> [WORK TO DO] Write out the listing beneath this instruction in its entirety, exactly as it reads.

> [RECORDED DATA]

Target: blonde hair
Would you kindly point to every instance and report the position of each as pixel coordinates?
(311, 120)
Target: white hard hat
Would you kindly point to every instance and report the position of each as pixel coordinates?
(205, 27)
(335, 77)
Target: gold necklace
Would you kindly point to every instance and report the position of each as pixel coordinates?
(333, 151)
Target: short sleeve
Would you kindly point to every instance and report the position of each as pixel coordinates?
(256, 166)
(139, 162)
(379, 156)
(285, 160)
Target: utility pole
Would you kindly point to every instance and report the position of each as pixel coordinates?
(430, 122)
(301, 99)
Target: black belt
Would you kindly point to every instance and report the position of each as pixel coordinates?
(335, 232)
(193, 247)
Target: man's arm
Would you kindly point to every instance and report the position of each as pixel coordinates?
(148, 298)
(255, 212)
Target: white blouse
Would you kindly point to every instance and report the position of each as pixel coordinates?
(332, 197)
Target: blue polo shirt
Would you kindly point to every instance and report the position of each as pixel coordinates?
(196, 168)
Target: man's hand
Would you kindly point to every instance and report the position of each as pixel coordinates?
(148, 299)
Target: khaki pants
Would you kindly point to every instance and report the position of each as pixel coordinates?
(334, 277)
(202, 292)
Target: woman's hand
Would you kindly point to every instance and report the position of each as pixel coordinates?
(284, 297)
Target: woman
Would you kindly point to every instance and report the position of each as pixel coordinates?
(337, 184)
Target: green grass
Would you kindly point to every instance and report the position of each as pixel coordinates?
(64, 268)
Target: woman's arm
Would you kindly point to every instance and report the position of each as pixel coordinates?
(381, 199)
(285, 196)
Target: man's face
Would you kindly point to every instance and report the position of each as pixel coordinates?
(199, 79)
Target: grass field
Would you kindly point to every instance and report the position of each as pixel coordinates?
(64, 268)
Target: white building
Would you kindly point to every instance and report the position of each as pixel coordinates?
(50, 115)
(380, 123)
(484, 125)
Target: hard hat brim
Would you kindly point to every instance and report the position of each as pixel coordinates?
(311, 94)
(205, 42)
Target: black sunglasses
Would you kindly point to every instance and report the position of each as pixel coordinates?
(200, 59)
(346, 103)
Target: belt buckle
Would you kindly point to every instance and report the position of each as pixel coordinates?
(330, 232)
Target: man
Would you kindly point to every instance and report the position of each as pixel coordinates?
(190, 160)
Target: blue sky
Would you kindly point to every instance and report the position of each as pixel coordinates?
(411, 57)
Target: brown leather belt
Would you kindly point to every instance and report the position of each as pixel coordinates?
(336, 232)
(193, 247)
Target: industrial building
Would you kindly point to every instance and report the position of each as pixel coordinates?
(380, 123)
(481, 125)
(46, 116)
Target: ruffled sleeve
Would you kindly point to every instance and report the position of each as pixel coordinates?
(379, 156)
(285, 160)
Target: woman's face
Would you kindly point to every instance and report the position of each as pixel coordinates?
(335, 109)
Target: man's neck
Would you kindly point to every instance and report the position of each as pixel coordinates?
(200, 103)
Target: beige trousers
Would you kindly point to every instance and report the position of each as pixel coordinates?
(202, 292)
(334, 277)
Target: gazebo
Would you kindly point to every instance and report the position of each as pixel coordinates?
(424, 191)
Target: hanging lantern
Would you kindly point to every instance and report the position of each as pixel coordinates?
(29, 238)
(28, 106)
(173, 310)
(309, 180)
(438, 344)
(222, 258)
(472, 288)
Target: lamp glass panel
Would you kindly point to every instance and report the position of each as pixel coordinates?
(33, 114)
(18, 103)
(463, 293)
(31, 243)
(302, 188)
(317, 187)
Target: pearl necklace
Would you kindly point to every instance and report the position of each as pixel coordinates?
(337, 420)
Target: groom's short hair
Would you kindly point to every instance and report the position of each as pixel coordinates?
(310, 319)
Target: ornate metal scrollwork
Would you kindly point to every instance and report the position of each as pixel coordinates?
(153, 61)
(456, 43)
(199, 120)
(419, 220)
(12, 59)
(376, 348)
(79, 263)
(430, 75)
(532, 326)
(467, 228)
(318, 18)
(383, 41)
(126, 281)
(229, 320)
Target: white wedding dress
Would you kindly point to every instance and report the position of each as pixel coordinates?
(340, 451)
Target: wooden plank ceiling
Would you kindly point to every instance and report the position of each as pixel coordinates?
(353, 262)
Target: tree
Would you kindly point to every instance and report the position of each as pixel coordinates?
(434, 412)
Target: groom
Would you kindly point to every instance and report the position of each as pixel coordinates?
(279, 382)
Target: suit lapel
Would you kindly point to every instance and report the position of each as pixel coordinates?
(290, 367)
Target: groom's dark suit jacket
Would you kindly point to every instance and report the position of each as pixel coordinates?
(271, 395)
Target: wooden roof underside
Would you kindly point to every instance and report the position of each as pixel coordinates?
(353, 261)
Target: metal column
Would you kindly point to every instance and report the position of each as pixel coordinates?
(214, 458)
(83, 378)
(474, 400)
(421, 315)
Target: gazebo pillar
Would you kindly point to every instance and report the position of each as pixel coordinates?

> [SOLUTION FOR THIS EXERCISE]
Target: blonde hair
Would you kindly point to every instance and report the position of each as pixel coordinates?
(311, 120)
Target: white hard hat
Would you kindly point to every instance and report the position of each as pixel coordinates?
(205, 27)
(335, 77)
Target: gold necklace
Would you kindly point to every instance and report the position of each as pixel coordinates?
(333, 151)
Target: short sleeve
Would you kindly point to every instance and report the position of each as pixel coordinates?
(256, 166)
(139, 162)
(379, 156)
(285, 160)
Target: utility pole
Would you kindly point to every instance and report the position of each as pixel coordinates?
(430, 122)
(301, 99)
Target: black belt
Would you kindly point to every instance and report the position of each as pixel coordinates?
(335, 232)
(193, 247)
Target: man's arm
Would you kindly point to every instance and report the position of each as pixel coordinates?
(148, 298)
(255, 212)
Target: white blouse
Would you kindly point to every instance and report the position of each as pixel coordinates?
(332, 197)
Target: blue polo shirt
Would you kindly point to every instance and report the position of each as pixel coordinates?
(196, 168)
Target: man's hand
Would you kindly point to every instance and report the position of each as pixel coordinates?
(148, 299)
Target: khaki pants
Would you kindly point to every instance and report the position of each as pixel coordinates?
(334, 277)
(202, 292)
Target: woman's hand
Would you kindly point to every instance and report the position of each as pixel coordinates?
(284, 297)
Target: woman
Would you kindly point to every instance and report the position of each as pixel coordinates?
(337, 184)
Target: green grass
Would you kindly point to every instance and report the position of each as pixel coordinates?
(64, 268)
Target: woman's arm
Would you kindly point to every instance and report the position of each as pixel coordinates?
(381, 199)
(285, 196)
Target: man's face
Would you kindly point to every instance and report the position of each as pixel coordinates?
(199, 79)
Target: grass field
Would you kindly point to every instance and report the position of each as pixel coordinates?
(64, 268)
Target: white building
Would you kindly point to every instance and report the position of each as pixel coordinates?
(50, 115)
(380, 123)
(484, 125)
Target: hard hat brim
Would you kindly point to every instance and report the position of each as pixel coordinates?
(311, 94)
(205, 42)
Target: black sunglasses
Would you kindly point to every instance and report the position of each as pixel coordinates?
(200, 59)
(346, 103)
Target: belt buckle
Would you kindly point to every instance and report the position of each as pixel coordinates?
(330, 232)
Target: man
Would you kindly point to every instance and report the position of each as pixel coordinates?
(190, 160)
Target: blue sky
Would you kindly point to every instance and report the position of each as pixel coordinates?
(411, 57)
Target: brown leather belt
Would you kindly point to every instance and report the position of each as pixel coordinates?
(336, 232)
(193, 247)
Target: industrial building
Would you kindly point to every instance and report the position of each as pixel coordinates?
(380, 123)
(481, 125)
(46, 116)
Target: ruffled sleeve
Would you kindly point to every instance and report the position of each as pixel coordinates?
(379, 156)
(285, 160)
Target: woman's face
Would you kindly point to every instance and report the position of each as pixel coordinates?
(335, 109)
Target: man's neck
Would you kindly point to every instance and report the position of each as pixel coordinates?
(200, 103)
Target: beige trousers
Would you kindly point to every instance and report the position of each as pixel coordinates?
(202, 292)
(334, 277)
Target: gazebo
Would you kindly point to every instance and report the position of each as pixel coordinates?
(424, 191)
Target: hanging lantern
Would you kindly point to every instance and report the position of each as pixel coordinates?
(29, 238)
(28, 106)
(173, 310)
(309, 180)
(438, 344)
(222, 258)
(472, 288)
Target: lamp glass panel
Would you kindly point to every instance and report the position of each as pixel coordinates?
(33, 114)
(18, 103)
(463, 293)
(31, 243)
(302, 188)
(317, 187)
Target: pearl necklace
Would you kindly point to every instance and report the position of each as pixel coordinates?
(337, 420)
Target: groom's short hair
Would you kindly point to every instance and report the position of each as pixel coordinates?
(310, 319)
Target: ornate metal scrollwork
Would you kindly point to every instance and report the position of each as pixel coordinates?
(153, 61)
(456, 43)
(199, 120)
(419, 220)
(12, 59)
(376, 348)
(79, 263)
(430, 75)
(532, 326)
(467, 228)
(318, 18)
(383, 41)
(126, 281)
(229, 320)
Target: white wedding dress
Would you kindly point to every instance and report the position of each as pixel coordinates?
(340, 451)
Target: wooden plank ceiling
Would you kindly point to every instance and report the position of each as pixel coordinates?
(353, 262)
Target: tree
Would you kindly point to every instance and report the position of each as pixel coordinates?
(434, 412)
Target: groom
Would you kindly point to every instance and report the position of each as pixel coordinates?
(279, 382)
Target: suit lapel
Would you kindly point to every instance and report the position of each as pixel coordinates?
(290, 367)
Target: groom's dark suit jacket
Would you kindly point to every instance and report the position of each as pixel coordinates?
(271, 395)
Target: wooden roof underside
Would you kindly point to every instance and report the position of each as pixel coordinates?
(353, 261)
Target: metal column
Would you kindly point to every instance and report the position of each as pixel coordinates?
(214, 458)
(83, 378)
(474, 400)
(421, 315)
Target: gazebo pillar
Would you kindly point to every instance and report the position of each as pixel coordinates?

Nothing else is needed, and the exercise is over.